─── AVAILABLE DATA

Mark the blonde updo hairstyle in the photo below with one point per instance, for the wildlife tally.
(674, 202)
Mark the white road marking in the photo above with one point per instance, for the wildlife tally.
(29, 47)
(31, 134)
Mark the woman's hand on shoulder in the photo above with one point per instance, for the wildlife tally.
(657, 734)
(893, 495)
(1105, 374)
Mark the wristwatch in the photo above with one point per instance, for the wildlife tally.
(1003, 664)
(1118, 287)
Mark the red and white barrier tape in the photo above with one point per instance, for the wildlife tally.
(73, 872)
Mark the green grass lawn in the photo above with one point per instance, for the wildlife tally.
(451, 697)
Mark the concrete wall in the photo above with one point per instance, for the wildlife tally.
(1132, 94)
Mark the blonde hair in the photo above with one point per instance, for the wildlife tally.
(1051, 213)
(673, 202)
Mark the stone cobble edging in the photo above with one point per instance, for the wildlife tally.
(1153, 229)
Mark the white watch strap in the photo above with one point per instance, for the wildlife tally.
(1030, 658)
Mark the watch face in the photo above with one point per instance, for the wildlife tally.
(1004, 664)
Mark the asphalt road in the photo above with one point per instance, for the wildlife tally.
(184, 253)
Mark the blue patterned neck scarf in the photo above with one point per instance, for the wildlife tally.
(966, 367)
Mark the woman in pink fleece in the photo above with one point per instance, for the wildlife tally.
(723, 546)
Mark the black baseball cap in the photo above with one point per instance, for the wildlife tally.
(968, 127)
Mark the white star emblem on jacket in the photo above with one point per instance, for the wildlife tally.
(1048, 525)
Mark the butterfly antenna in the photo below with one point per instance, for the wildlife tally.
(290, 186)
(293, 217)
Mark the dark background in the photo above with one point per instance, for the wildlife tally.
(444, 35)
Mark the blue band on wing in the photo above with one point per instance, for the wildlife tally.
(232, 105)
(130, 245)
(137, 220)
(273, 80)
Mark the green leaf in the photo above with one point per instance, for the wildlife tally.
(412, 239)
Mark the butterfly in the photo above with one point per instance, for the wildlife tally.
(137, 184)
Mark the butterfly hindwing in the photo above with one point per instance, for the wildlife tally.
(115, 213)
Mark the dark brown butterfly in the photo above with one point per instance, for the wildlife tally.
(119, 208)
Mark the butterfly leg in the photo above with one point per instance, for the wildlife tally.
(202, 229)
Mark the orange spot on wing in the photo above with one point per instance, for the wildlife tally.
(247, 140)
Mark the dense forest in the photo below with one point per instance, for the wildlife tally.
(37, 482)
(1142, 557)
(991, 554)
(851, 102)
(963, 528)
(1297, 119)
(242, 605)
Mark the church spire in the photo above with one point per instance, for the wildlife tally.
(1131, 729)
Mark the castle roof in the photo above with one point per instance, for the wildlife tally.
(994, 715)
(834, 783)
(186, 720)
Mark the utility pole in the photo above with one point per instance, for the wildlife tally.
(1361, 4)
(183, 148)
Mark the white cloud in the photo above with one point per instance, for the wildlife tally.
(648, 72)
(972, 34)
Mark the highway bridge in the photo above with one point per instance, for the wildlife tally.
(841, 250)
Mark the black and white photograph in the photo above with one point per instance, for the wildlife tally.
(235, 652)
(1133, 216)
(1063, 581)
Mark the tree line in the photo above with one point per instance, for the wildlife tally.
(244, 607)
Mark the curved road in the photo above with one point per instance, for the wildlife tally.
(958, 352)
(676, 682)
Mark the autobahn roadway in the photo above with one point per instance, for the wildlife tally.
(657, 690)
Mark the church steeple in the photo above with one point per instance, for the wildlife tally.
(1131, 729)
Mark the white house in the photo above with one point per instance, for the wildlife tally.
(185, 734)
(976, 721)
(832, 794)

──────

- [WHAT THE EXERCISE ASKS] Turn the lines from the one containing "Mark the blonde hair" through the one containing "(1153, 229)", inclusive, into a Markdown table with the columns Row and Line, leaving out any blank lines.

- [RESPONSE BELOW]
| Row | Line |
|---|---|
| 1 | Mark the blonde hair in the photo above with one point per instance, for the wildlife tally. |
| 2 | (1051, 213) |
| 3 | (673, 202) |
| 4 | Mark the stone cobble edging in the photo above with one point per instance, for the wildlife tally. |
| 5 | (1153, 229) |